[START OF TEXT SECTION]

Many scholars view the Nakba as a structural catastrophe (typical of settler-colonial projects such as Zionism) in which Israel's policy of ethnic cleansing, whether in 1949 or in 2020, is part and parcel of the same history and tragedy. The historiography of the Nakba, whether produced by Palestinian historians or others, is not validated by the presence of documentation in the Israeli archive; but the value of such documentation is to expose the nature of the Zionist project's violence as structural, rather than incidental, and to discredit official Israeli discourse around the establishment of the state. Given the formative role of the Nabka in Palestinian identity and aspirations, as well as its ongoing nature—what Palestinians refer to as al-nakba al-mustammira—future generations of scholars, journalists, and researchers will undoubtedly want to revisit this rich documentation.

Revisiting this archival material has become increasingly difficult, however. As Seth Anziska analyzed in the pages of a recent issue of this journal,* a joint investigative effort between Haaretz and the Israeli research, documentation, and human rights organization Akevot has exposed the very deliberate hindrances to archival access in Israel resulting from an official policy to withdraw pivotal archival documents from the public domain. Included in the exposé was Akevot's publication of a twenty-five-page document detailing the Zionist military's record of events in April and May 1948, which demonstrates that expulsion and intimidation were tactics deliberately deployed by Zionist forces to induce the exodus of large numbers of Palestinians.2

In addition to presenting six Israeli documents, the originals of which are now no longer accessible despite being declassified, this Special Document File has a three-fold purpose: to analyze the reasons behind the State of Israel's intensifying clampdown on archival research, to assess the policy's implications for both future scholarly work and the broader struggle for justice in Palestine, and to challenge this new archival reality, so to speak, by creating what I will call an “indicative archive of the Nakba.”

[END OF TEXT SECTION]
[START OF RECORDS PROVIDED]

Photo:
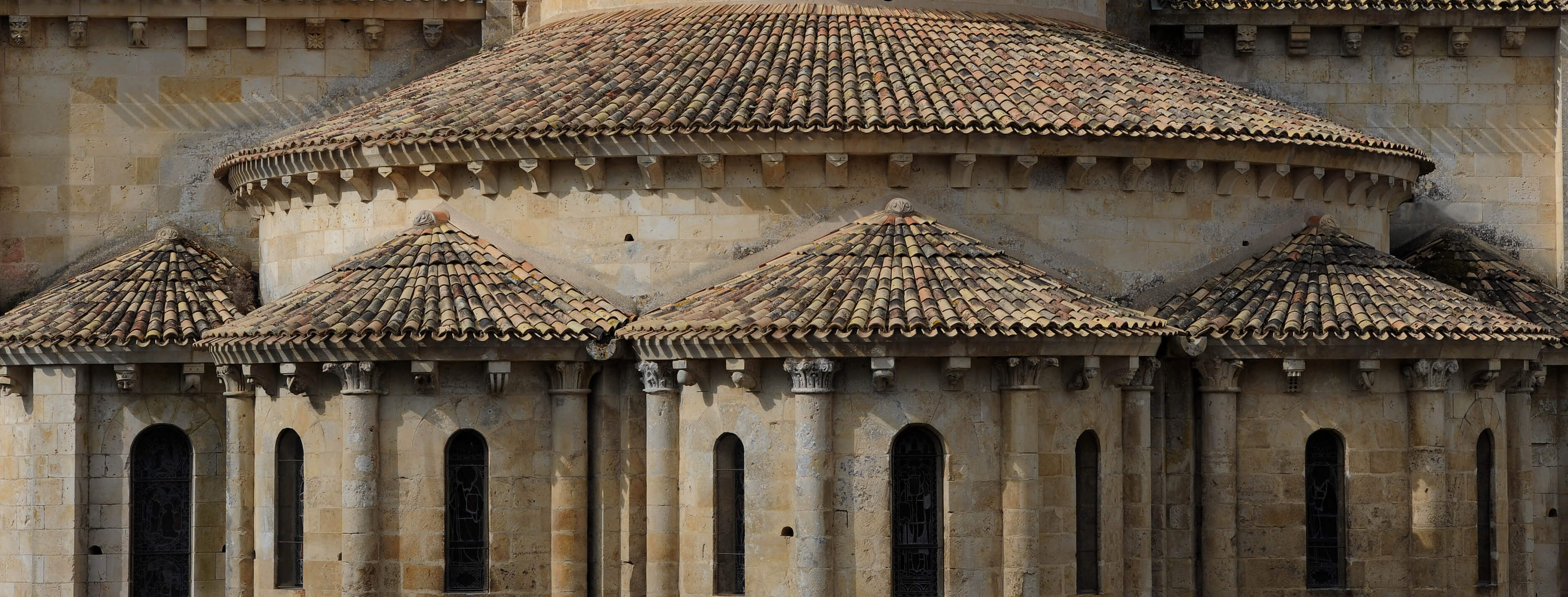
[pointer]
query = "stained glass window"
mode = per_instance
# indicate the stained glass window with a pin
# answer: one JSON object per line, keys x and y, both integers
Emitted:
{"x": 916, "y": 513}
{"x": 1325, "y": 511}
{"x": 291, "y": 511}
{"x": 161, "y": 513}
{"x": 730, "y": 516}
{"x": 1087, "y": 458}
{"x": 468, "y": 538}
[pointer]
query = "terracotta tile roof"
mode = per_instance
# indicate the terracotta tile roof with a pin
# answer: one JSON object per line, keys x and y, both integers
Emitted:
{"x": 805, "y": 68}
{"x": 1481, "y": 270}
{"x": 432, "y": 281}
{"x": 165, "y": 292}
{"x": 1373, "y": 5}
{"x": 894, "y": 273}
{"x": 1325, "y": 284}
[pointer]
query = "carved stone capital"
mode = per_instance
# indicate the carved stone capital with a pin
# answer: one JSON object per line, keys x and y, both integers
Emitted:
{"x": 1429, "y": 375}
{"x": 658, "y": 377}
{"x": 1219, "y": 375}
{"x": 811, "y": 375}
{"x": 357, "y": 377}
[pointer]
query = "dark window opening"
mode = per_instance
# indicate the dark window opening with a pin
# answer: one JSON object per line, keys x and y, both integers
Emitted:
{"x": 1087, "y": 477}
{"x": 161, "y": 513}
{"x": 1486, "y": 521}
{"x": 916, "y": 513}
{"x": 730, "y": 516}
{"x": 289, "y": 569}
{"x": 1325, "y": 511}
{"x": 468, "y": 538}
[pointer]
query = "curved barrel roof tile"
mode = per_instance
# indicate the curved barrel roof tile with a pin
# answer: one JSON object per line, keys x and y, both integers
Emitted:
{"x": 805, "y": 68}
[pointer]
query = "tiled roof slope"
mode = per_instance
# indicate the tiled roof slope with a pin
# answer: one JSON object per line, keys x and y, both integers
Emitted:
{"x": 1325, "y": 284}
{"x": 430, "y": 283}
{"x": 805, "y": 68}
{"x": 1371, "y": 5}
{"x": 894, "y": 273}
{"x": 1481, "y": 270}
{"x": 165, "y": 292}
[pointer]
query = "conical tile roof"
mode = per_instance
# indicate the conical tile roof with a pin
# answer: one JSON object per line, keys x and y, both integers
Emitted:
{"x": 1481, "y": 270}
{"x": 1325, "y": 284}
{"x": 813, "y": 68}
{"x": 165, "y": 292}
{"x": 894, "y": 273}
{"x": 430, "y": 283}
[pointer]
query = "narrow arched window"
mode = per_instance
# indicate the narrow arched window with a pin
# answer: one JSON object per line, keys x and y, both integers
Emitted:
{"x": 289, "y": 568}
{"x": 161, "y": 513}
{"x": 468, "y": 538}
{"x": 1087, "y": 475}
{"x": 730, "y": 516}
{"x": 1486, "y": 513}
{"x": 916, "y": 513}
{"x": 1325, "y": 511}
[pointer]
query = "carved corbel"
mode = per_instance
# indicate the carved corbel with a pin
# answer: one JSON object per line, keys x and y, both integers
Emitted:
{"x": 811, "y": 375}
{"x": 1018, "y": 170}
{"x": 374, "y": 29}
{"x": 301, "y": 189}
{"x": 1429, "y": 375}
{"x": 1133, "y": 173}
{"x": 774, "y": 170}
{"x": 1078, "y": 172}
{"x": 438, "y": 178}
{"x": 236, "y": 380}
{"x": 687, "y": 372}
{"x": 1192, "y": 38}
{"x": 357, "y": 377}
{"x": 1269, "y": 185}
{"x": 487, "y": 176}
{"x": 77, "y": 31}
{"x": 498, "y": 370}
{"x": 397, "y": 179}
{"x": 1246, "y": 40}
{"x": 1459, "y": 41}
{"x": 960, "y": 170}
{"x": 1084, "y": 375}
{"x": 899, "y": 170}
{"x": 1300, "y": 38}
{"x": 292, "y": 380}
{"x": 593, "y": 173}
{"x": 1292, "y": 374}
{"x": 1308, "y": 184}
{"x": 432, "y": 32}
{"x": 1366, "y": 374}
{"x": 1183, "y": 172}
{"x": 19, "y": 31}
{"x": 535, "y": 174}
{"x": 128, "y": 377}
{"x": 361, "y": 181}
{"x": 1512, "y": 43}
{"x": 13, "y": 380}
{"x": 314, "y": 33}
{"x": 744, "y": 374}
{"x": 190, "y": 377}
{"x": 424, "y": 377}
{"x": 884, "y": 374}
{"x": 255, "y": 32}
{"x": 836, "y": 170}
{"x": 954, "y": 372}
{"x": 1351, "y": 40}
{"x": 1231, "y": 176}
{"x": 712, "y": 170}
{"x": 653, "y": 168}
{"x": 1405, "y": 40}
{"x": 1487, "y": 375}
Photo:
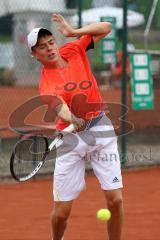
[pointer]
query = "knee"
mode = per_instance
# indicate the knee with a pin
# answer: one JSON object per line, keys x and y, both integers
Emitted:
{"x": 60, "y": 214}
{"x": 115, "y": 203}
{"x": 58, "y": 217}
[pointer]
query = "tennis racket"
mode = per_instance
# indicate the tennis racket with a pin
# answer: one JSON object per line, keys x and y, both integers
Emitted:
{"x": 30, "y": 152}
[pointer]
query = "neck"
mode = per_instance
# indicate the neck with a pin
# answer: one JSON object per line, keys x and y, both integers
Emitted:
{"x": 60, "y": 63}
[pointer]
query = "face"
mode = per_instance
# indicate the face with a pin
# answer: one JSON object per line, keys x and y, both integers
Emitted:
{"x": 46, "y": 50}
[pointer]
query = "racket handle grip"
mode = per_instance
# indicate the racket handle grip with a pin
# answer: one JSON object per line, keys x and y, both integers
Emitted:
{"x": 69, "y": 129}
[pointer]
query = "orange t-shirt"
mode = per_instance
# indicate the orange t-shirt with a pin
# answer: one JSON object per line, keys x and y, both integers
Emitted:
{"x": 75, "y": 83}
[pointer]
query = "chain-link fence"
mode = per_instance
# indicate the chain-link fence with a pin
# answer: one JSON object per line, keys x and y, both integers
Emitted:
{"x": 20, "y": 73}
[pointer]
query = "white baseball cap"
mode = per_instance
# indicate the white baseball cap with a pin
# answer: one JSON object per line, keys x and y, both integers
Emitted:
{"x": 32, "y": 37}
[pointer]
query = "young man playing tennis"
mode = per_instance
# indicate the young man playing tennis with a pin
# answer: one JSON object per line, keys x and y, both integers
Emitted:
{"x": 66, "y": 74}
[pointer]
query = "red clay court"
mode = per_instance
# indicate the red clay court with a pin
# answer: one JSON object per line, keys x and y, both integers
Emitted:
{"x": 25, "y": 209}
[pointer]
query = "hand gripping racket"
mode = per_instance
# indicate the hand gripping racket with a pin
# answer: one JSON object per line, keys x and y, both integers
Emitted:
{"x": 30, "y": 153}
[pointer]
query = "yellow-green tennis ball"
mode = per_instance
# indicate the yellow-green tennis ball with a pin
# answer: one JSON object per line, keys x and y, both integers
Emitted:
{"x": 104, "y": 214}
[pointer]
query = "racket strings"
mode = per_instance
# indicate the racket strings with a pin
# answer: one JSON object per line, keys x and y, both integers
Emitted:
{"x": 28, "y": 154}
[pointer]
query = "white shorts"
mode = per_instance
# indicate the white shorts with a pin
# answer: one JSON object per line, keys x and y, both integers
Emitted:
{"x": 97, "y": 145}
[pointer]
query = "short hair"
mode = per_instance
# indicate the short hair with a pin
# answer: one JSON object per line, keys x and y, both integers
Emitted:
{"x": 42, "y": 33}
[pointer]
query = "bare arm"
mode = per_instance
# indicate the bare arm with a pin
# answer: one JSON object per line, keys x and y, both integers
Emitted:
{"x": 97, "y": 30}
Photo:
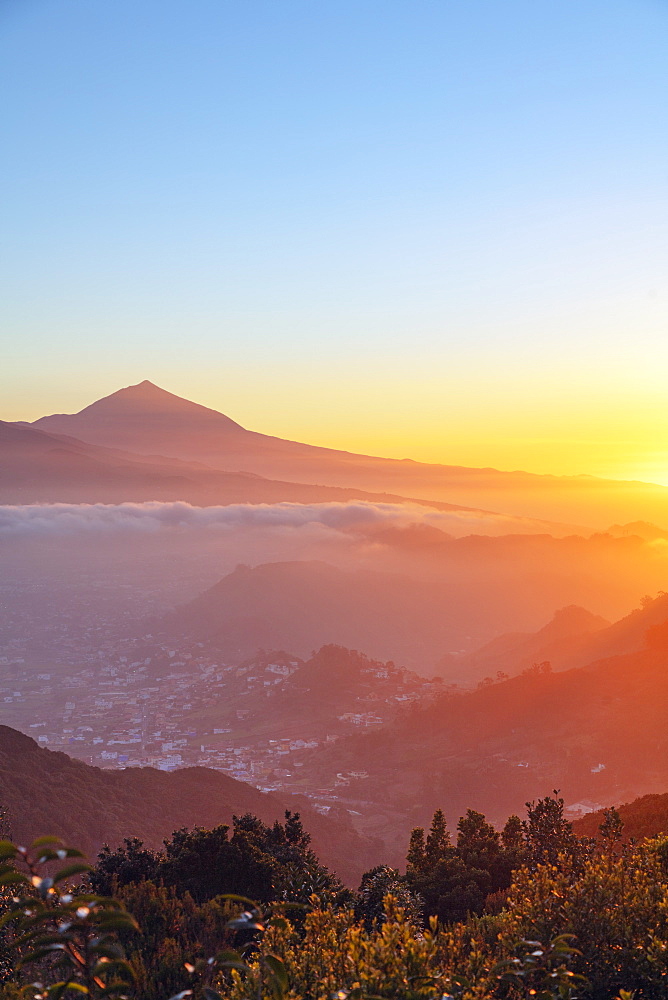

[END OF RECORDS PROVIDED]

* [WHAT IS REQUIRED]:
Give back the passage on the Nakba archives word for word, in full. The rows play no part here.

* [SOLUTION TO THIS TASK]:
Many scholars view the Nakba as a structural catastrophe (typical of settler-colonial projects such as Zionism) in which Israel's policy of ethnic cleansing, whether in 1949 or in 2020, is part and parcel of the same history and tragedy. The historiography of the Nakba, whether produced by Palestinian historians or others, is not validated by the presence of documentation in the Israeli archive; but the value of such documentation is to expose the nature of the Zionist project's violence as structural, rather than incidental, and to discredit official Israeli discourse around the establishment of the state. Given the formative role of the Nabka in Palestinian identity and aspirations, as well as its ongoing nature—what Palestinians refer to as al-nakba al-mustammira—future generations of scholars, journalists, and researchers will undoubtedly want to revisit this rich documentation.

Revisiting this archival material has become increasingly difficult, however. As Seth Anziska analyzed in the pages of a recent issue of this journal,* a joint investigative effort between Haaretz and the Israeli research, documentation, and human rights organization Akevot has exposed the very deliberate hindrances to archival access in Israel resulting from an official policy to withdraw pivotal archival documents from the public domain. Included in the exposé was Akevot's publication of a twenty-five-page document detailing the Zionist military's record of events in April and May 1948, which demonstrates that expulsion and intimidation were tactics deliberately deployed by Zionist forces to induce the exodus of large numbers of Palestinians.2

In addition to presenting six Israeli documents, the originals of which are now no longer accessible despite being declassified, this Special Document File has a three-fold purpose: to analyze the reasons behind the State of Israel's intensifying clampdown on archival research, to assess the policy's implications for both future scholarly work and the broader struggle for justice in Palestine, and to challenge this new archival reality, so to speak, by creating what I will call an “indicative archive of the Nakba.”